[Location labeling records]
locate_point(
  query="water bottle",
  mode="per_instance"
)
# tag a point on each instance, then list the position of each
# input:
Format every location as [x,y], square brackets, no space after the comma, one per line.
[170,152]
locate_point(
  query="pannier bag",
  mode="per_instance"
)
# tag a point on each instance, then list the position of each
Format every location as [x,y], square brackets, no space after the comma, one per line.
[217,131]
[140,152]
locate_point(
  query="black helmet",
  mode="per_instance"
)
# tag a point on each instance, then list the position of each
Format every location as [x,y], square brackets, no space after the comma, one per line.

*DIRECTIONS*: Every record should be repeated exactly; please leave none out.

*THE RESPONSE*:
locate_point(
  query="water bottle",
  mode="per_instance"
)
# tag a point on each instance, then list the position of each
# input:
Format every location as [x,y], square brackets, no space after the comma, one per line.
[170,152]
locate_point(
  query="pannier bag",
  mode="per_instance"
)
# tag a point on each instance, then list the position of each
Format every location as [x,y], square brackets, no space after the comma, one per line.
[217,131]
[140,152]
locate_point(
  query="black helmet",
  mode="per_instance"
)
# tag a point on each instance, then list the position of each
Format every location as [x,y], square brackets, no space after the comma, one per line.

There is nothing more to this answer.